What to produce: Can you render the whole listing below as a numbered list, leaving out the blank lines and the pictures?

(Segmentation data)
◆ ◆ ◆ ◆ ◆ ◆ ◆
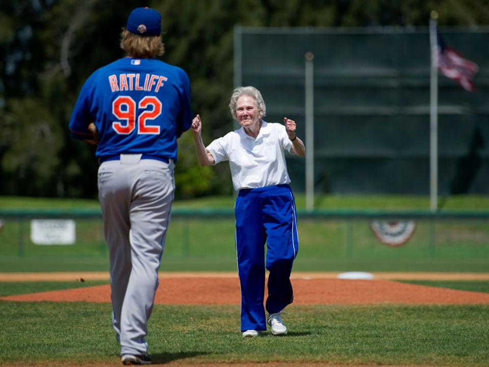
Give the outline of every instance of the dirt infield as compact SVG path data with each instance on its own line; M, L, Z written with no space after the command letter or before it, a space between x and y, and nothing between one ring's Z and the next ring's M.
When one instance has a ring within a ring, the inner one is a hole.
M309 276L292 278L294 304L378 303L489 304L489 294L419 286L385 280L353 280ZM108 285L7 296L19 301L110 302ZM235 276L165 276L155 303L165 304L239 304Z
M338 272L292 272L292 278L336 279ZM371 274L375 279L384 280L489 280L489 273L440 272L379 272ZM235 271L160 271L160 279L166 278L237 278ZM0 281L54 281L106 280L106 271L44 272L1 273Z

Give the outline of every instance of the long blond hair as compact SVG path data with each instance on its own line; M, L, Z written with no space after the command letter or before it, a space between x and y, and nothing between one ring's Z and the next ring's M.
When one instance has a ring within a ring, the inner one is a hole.
M121 33L121 48L127 54L137 59L153 59L165 53L161 36L142 36L123 29Z

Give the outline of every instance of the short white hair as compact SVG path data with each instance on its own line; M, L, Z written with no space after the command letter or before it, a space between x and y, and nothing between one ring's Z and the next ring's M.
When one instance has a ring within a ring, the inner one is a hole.
M248 87L238 87L233 91L233 94L231 96L231 100L229 101L229 109L231 110L231 114L233 116L233 118L237 121L237 117L236 116L236 105L238 99L241 96L249 96L255 99L255 103L256 104L256 108L258 109L260 115L263 117L266 114L266 106L265 105L265 101L263 98L261 96L261 93L260 91L254 87L248 86Z

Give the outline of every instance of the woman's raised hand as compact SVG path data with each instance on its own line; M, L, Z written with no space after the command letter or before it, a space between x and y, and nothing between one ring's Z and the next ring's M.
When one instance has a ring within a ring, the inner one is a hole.
M202 123L200 121L200 116L198 115L194 117L194 119L192 120L192 130L194 131L194 132L196 132L198 134L200 134L201 131L202 131Z

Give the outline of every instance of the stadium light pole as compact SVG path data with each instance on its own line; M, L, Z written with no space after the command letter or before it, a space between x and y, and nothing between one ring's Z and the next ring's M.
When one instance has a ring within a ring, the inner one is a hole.
M306 52L305 59L306 108L306 209L308 211L314 208L314 55L312 52Z
M431 52L429 98L429 203L430 209L436 212L438 206L438 37L437 19L438 13L430 14L429 43Z

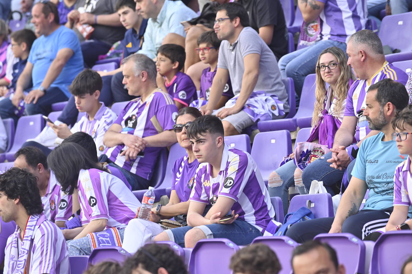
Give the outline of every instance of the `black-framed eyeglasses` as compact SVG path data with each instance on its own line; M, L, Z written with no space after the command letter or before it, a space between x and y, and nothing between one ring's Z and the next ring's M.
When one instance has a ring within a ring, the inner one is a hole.
M215 23L214 24L216 25L216 23L219 23L219 25L222 25L222 23L223 22L223 21L225 20L227 20L228 19L230 19L230 17L226 17L226 18L218 18L216 19L215 21Z
M209 50L211 49L217 49L217 48L215 47L197 47L194 49L194 50L196 52L196 53L199 54L200 52L200 51L203 52L204 53L208 53L209 52Z
M176 124L173 126L173 130L175 132L180 132L183 129L183 126L185 127L186 129L187 129L191 124L192 124L192 122L187 122L185 124Z
M331 63L328 66L325 66L324 65L321 65L320 66L317 66L316 68L319 71L323 71L325 70L326 69L326 68L329 68L330 70L334 70L336 68L336 67L337 66L337 64L339 64L338 63Z
M392 139L396 141L396 138L399 136L399 140L404 141L406 140L406 136L408 134L412 134L412 132L394 132L392 133Z

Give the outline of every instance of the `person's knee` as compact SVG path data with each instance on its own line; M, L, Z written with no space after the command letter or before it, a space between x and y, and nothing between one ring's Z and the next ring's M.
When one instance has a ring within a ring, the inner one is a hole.
M196 243L202 239L206 239L204 232L199 228L192 228L185 235L185 246L193 248Z

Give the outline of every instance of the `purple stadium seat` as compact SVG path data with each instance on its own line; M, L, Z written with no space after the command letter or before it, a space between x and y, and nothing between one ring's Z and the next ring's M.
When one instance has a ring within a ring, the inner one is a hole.
M131 257L130 253L119 246L98 247L91 251L87 265L94 265L105 261L122 263L129 257Z
M281 208L283 208L283 206ZM266 245L276 253L282 266L282 270L279 274L290 274L292 273L290 259L292 252L299 244L286 236L258 237L252 244L259 243Z
M115 103L112 105L112 107L111 108L113 112L117 114L117 115L119 115L120 113L120 112L124 108L124 107L126 106L126 105L129 102L129 101L125 101L124 102Z
M411 230L389 231L381 235L373 248L370 274L400 273L403 262L412 255L411 242Z
M13 141L14 138L14 120L11 118L3 119L3 124L7 134L7 148L6 152L10 150L13 145ZM0 160L0 162L3 162Z
M284 156L292 153L290 133L287 130L260 132L255 136L250 153L265 182Z
M247 134L239 134L225 137L225 143L230 148L237 148L250 153L250 139Z
M365 272L365 246L361 240L350 233L322 233L314 239L327 243L336 251L338 261L345 266L346 273Z
M196 243L190 255L189 272L231 274L230 258L239 249L237 245L227 239L201 240Z
M283 222L285 219L285 213L283 211L283 204L280 197L271 197L270 201L275 209L275 220Z
M59 103L55 103L54 104L52 104L52 111L60 111L60 110L63 110L63 109L64 108L64 107L66 106L66 105L67 104L67 102L68 101L65 101L64 102L59 102Z
M308 127L308 119L309 118L300 120L299 124L297 123L297 120L300 117L310 117L311 119L315 100L316 80L316 74L314 73L309 74L305 78L302 88L302 94L300 96L300 101L302 103L300 104L299 109L293 118L258 122L258 128L259 131L261 132L281 129L294 131L296 130L298 126L301 128ZM310 122L309 126L310 126Z
M297 135L296 136L296 140L295 141L295 148L293 149L296 148L297 143L300 142L306 142L307 140L309 135L310 135L310 131L311 129L312 128L311 127L305 127L301 129L297 132Z
M412 12L385 16L382 20L379 30L379 38L382 44L387 45L392 50L401 52L412 51L412 36L403 35L399 39L398 33L405 33L412 29ZM396 29L396 31L393 30Z
M329 193L295 195L290 200L288 213L295 211L302 207L310 209L315 218L334 216L332 198Z
M19 150L26 140L37 136L44 127L44 120L41 114L22 116L19 119L13 146L6 152L6 160L14 160L14 153Z
M0 218L0 264L4 260L4 249L9 236L14 233L16 223L12 221L5 222Z
M405 73L407 74L409 74L412 69L412 60L408 60L406 61L399 61L398 62L393 62L392 64L396 67L400 68Z
M100 65L95 65L91 69L96 71L111 71L119 68L119 65L115 62L106 63Z
M295 21L295 3L293 0L280 0L285 14L286 26L292 26Z

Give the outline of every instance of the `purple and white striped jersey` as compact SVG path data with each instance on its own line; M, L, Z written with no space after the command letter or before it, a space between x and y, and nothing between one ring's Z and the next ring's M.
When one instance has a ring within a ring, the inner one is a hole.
◆ ◆ ◆ ◆ ◆ ◆ ◆
Written answer:
1. Give the outline of every instance of the dirt infield as compact SVG path data with each instance on its own line; M, L, Z written with no space after the command letter or before it, a space between x and y, and nothing between one ring's Z and the next ring's M.
2. When one instance has a ring within a ring, the inner one is a hole.
3. M309 276L292 278L294 304L378 303L489 304L489 294L419 286L385 280L353 280ZM108 285L7 296L19 301L110 302ZM235 276L165 276L155 303L165 304L239 304Z
4. M338 272L292 272L292 278L336 279ZM371 274L375 279L384 280L489 280L489 273L440 272L379 272ZM235 271L160 271L160 279L166 278L237 278ZM0 281L54 281L106 280L106 271L44 272L1 273Z
5. Give the outline of every instance of the long blond hair as compact SVG path data with each instance on its own line; M, L, Z written with no space after the command letter or before it, a space between x and y, and nothing between one ring's Z and the next ring's M.
6. When one instance has a ring within a ring, the inner one is a hole.
7. M121 33L121 48L127 54L137 59L153 59L165 53L161 36L142 36L123 29Z
8. Give the outline of every instance of the short white hair as compact SVG path data with each instance on its own line; M, L, Z written with no space after the command letter or before it, a space between x and y, and nothing between one ring's Z and the next ring's M.
9. When one instance has a ring within a ring, the inner one is a hole.
10. M248 87L238 87L233 91L233 94L231 96L231 100L229 101L229 109L231 110L231 114L233 116L233 118L237 121L237 117L236 116L236 105L238 99L241 96L249 96L255 99L255 103L256 104L256 108L258 109L260 115L263 117L266 114L266 106L265 105L265 101L263 98L261 96L261 93L260 91L254 87L248 86Z
11. Give the outline of every instance of the woman's raised hand as compact SVG path data with each instance on its own line; M, L, Z written with no space after the command letter or before it, a space between x and y, and nothing between one ring's Z and the next ring's M.
12. When one instance has a ring within a ring, the inner one is a hole.
13. M202 123L200 121L200 116L198 115L194 117L194 119L192 120L192 130L194 131L194 132L196 132L198 134L200 134L201 131L202 131Z
14. Give the outline of every instance of the stadium light pole as compact SVG path data with each instance on its own line; M, L, Z written with no space after the command letter or before it, a space between x and y, and nothing between one ring's Z and the next ring's M.
15. When one instance has a ring within a ring, the inner one is a hole.
16. M306 52L305 59L306 108L306 209L308 211L314 208L314 55L312 52Z
17. M431 52L429 98L429 203L430 209L436 212L438 206L438 37L437 19L438 13L430 14L429 43Z
18. Give the outline of every instance of the `black-framed eyeglasses` as compact SVG path data with each instance on its own line; M, L, Z written with no space after the command letter or before it, a space between x and y, and nothing between one ring's Z and the next ring's M.
19. When one instance has a ring within a ring, the inner one is a hole.
20. M215 23L214 24L216 25L216 23L219 23L219 25L222 25L222 23L223 22L223 21L225 20L227 20L228 19L230 19L230 17L226 17L226 18L218 18L216 19L215 21Z
21. M209 50L211 49L217 49L217 48L215 47L197 47L194 49L194 50L196 52L196 53L199 54L200 52L200 51L203 52L204 53L208 53L209 52Z
22. M176 124L173 126L173 130L175 132L180 132L183 129L183 126L185 127L186 129L187 129L191 124L192 124L192 122L187 122L185 124Z
23. M331 63L328 66L325 66L324 65L321 65L320 66L317 66L316 68L319 71L323 71L325 70L326 69L326 68L329 68L330 70L334 70L336 68L336 67L337 66L337 64L339 64L338 63Z
24. M392 139L396 141L396 138L399 136L399 140L404 141L406 140L406 136L408 134L412 134L412 132L394 132L392 133Z
25. Give the outline of every instance of the `person's knee` as compact SVG path data with each instance on its own line; M, L, Z written with no space after the command letter or before it, a space between x and y, and nothing between one ring's Z and the next ring's M.
26. When one instance has a ring within a ring, the inner one is a hole.
27. M196 243L202 239L206 239L204 232L199 228L192 228L185 235L185 246L193 248Z
28. Give the outline of every instance of the `purple stadium seat` as compact SVG path data with each instance on its own line; M, L, Z written with no space after the command letter or before it, a space between x and y, and nothing between one ring's Z and the next ring's M.
29. When one instance has a ring within a ring, the inner one is a hole.
30. M131 257L130 253L119 246L98 247L91 251L87 265L94 265L105 261L122 263L129 257Z
31. M281 208L283 208L283 206ZM266 245L276 253L282 266L282 270L279 274L290 274L292 273L290 259L292 252L299 244L286 236L258 237L252 244L259 243Z
32. M115 103L112 105L112 107L111 108L113 112L117 114L117 115L119 115L120 113L120 112L124 108L124 107L126 106L126 105L129 102L129 101L125 101L124 102Z
33. M411 230L389 231L381 235L373 248L370 274L400 273L403 262L412 255L411 242Z
34. M13 141L14 138L14 120L11 118L3 119L3 124L7 134L7 148L6 152L10 150L13 145ZM0 160L0 162L3 162Z
35. M284 156L292 153L290 133L287 130L260 132L255 136L250 153L265 182Z
36. M247 134L239 134L225 137L225 143L230 148L237 148L250 153L250 139Z
37. M365 272L365 246L361 240L350 233L322 233L314 239L327 243L336 251L338 261L345 266L346 273Z
38. M196 243L190 255L189 272L231 274L230 258L239 249L237 245L227 239L201 240Z
39. M283 222L285 219L285 213L283 211L283 204L280 197L271 197L270 201L275 209L275 220Z
40. M59 103L55 103L54 104L52 104L52 111L60 111L60 110L63 110L63 109L64 108L64 107L66 106L66 105L67 104L67 102L68 101L65 101L64 102L59 102Z
41. M308 127L308 119L309 118L300 120L299 124L297 123L297 120L300 117L310 117L311 119L315 100L316 80L316 74L314 73L309 74L305 78L302 88L302 94L300 96L300 101L302 103L300 104L299 109L293 118L258 122L258 128L259 131L261 132L281 129L294 131L296 130L298 126L301 128ZM310 122L309 126L310 126Z
42. M297 135L296 136L296 140L295 141L295 148L293 149L296 148L297 143L300 142L306 142L307 140L309 135L310 135L310 131L311 129L312 128L311 127L305 127L301 129L297 132Z
43. M412 12L385 16L382 20L379 30L379 38L382 44L387 45L392 50L401 52L412 51L412 36L403 35L399 39L398 33L405 33L412 29ZM396 29L396 31L393 30Z
44. M329 193L295 195L290 200L288 213L295 211L302 207L310 209L315 218L334 216L332 198Z
45. M19 150L26 140L37 136L44 127L44 120L41 114L22 116L19 119L13 146L6 152L6 160L14 160L14 153Z
46. M0 218L0 264L4 260L4 249L9 236L14 233L16 223L12 221L5 222Z
47. M405 73L407 74L409 74L412 69L412 60L408 60L406 61L399 61L398 62L393 62L392 64L396 67L400 68Z
48. M100 65L95 65L91 69L96 71L111 71L119 68L119 65L115 62L106 63Z
49. M295 21L295 3L293 0L280 0L285 14L286 26L292 26Z
50. Give the outline of every instance of the `purple and white striped jersey` as compact SVG path data with each instance on its own line; M, L, Z written with no space after the command letter or before it, a space between x and y, and nothing between one ring's Z and the next ring's M.
51. When one instance has a ring within a ring, the inner one is a hole.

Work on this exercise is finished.